- [Exercise requirements]:
1 > From the text on link traversal query processing, list every drawback marked with a minus sign, across both query approaches.
2 > Write the next part of the text on link traversal query processing, picking up after its last line.

Quoted text start

What is Link Traversal Query Processing?
-
Traditional query execution: index-based
For example: SPARQL query execution over the DBpedia SPARQL endpoint.
➕ Once index is built, queries are mostly fast.
➖ Combining with data outside of the index is harder.
➖ Index can become stale.
-
Link traversal query processing (LTQP): explorative
Based on the follow-your-nose principle of Linked Data.
➕ Implicit combinations of different sources.
➕ Query execution always happens over live data.
➖ Querying is mostly slower.
➖ Harder to achieve (and define) completeness.
Finding the names of my friends
SELECT ?name WHERE {
<https://www.rubensworks.net/#me> foaf:knows ?person.
?person foaf:name ?name.
}
- Determine seed URLs:
https://www.rubensworks.net/#me
if query-driven
- Dereference
https://www.rubensworks.net/#me
- Dereference all discovered URLs in
https://www.rubensworks.net/#me
- Repeat dereference process recursively...
- Execute query over all discovered RDF triples
Live example
🕰️ Brief History of LTQP
Pioneered by Olaf Hartig
-
Executing SPARQL queries over the web of linked data. (ISWC 2009)
Introduction of the LTQP concept
A non-blocking iterator-based pipeline for querying
-
Zero-Knowledge Query Planning for an Iterator Implementation of Link Traversal Based Query Execution. (ESWC 2011)
Formalization of LTQP
Query plan selection rules
🕰️ Brief History of LTQP (2)

Quoted text end
Entries provided start

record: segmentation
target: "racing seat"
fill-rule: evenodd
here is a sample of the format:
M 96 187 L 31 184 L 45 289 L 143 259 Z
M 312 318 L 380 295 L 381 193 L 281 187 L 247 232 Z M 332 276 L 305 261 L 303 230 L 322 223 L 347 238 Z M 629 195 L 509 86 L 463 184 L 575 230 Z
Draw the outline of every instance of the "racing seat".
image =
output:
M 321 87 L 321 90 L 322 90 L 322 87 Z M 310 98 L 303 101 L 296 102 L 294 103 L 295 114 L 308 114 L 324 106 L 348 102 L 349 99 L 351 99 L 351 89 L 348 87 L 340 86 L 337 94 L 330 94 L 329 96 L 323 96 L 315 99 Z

Entries provided end

- [Exercise results]:
1 >
- Combining with data outside of the index is harder.
- Index can become stale.
- Querying is mostly slower.
- Harder to achieve (and define) completeness.

2 >
-
Foundations of Traversal Based Query Execution over Linked Data. (HT 2011)
More formalizations
Reachability semantics: what links should be followed
-
LDQL: A query language for the Web of Linked Data. (JWS 2016)
Query language with ability to express navigation paths
-
Walking without a Map: Optimizing Response Times of Traversal-Based Linked Data Queries. (ISWC 2016)
Prioritize certain URLs to achieve most relevant results faster
🧐 Open Problems with LTQP
-
Slow query execution compared to index-based
Mainly caused by number of lookups
-
No guarantee of termination
Web is unbounded
-
No guarantee of completeness
No links may exist between source and target
🤝 Content Policies Reduce Search Space
-
Reachability semantics: all triples from followed links are considered applicable
Carol defines an incorrect name for Bob.
-
Content policies: user-defined "trust" preferences
Different people trust different sources
Alice queries over her contact information, but only wants to obtain friend-defined names.
-
Hypothesis: Reduction of search space → faster querying
🌲 Exploiting Linking Structure
-
Document linking structure can be declaratively exposed
Footprints, Shapetrees, TREE, ...
To enable auto-discovery, should be fully self-descriptive
-
Query execution can prune to only follow links that would give results
Alice stores her pictures by year, so querying for pictures in May 2020 only requires looking into one directory.
-
Hypothesis: More fine-grained linking structures will increase performance
🧬 Hybrid Query Execution
-
LTQP optimizations will only go so far
May never be sufficient for performance-critical cases
-
A hybrid of link-traversal-based and index-based query processing
Combines advantages of both approaches
-
Hypothesis: At the cost of preprocessing and partially stale data, LTQP can be made faster
🏋 How to evaluate and test all of this?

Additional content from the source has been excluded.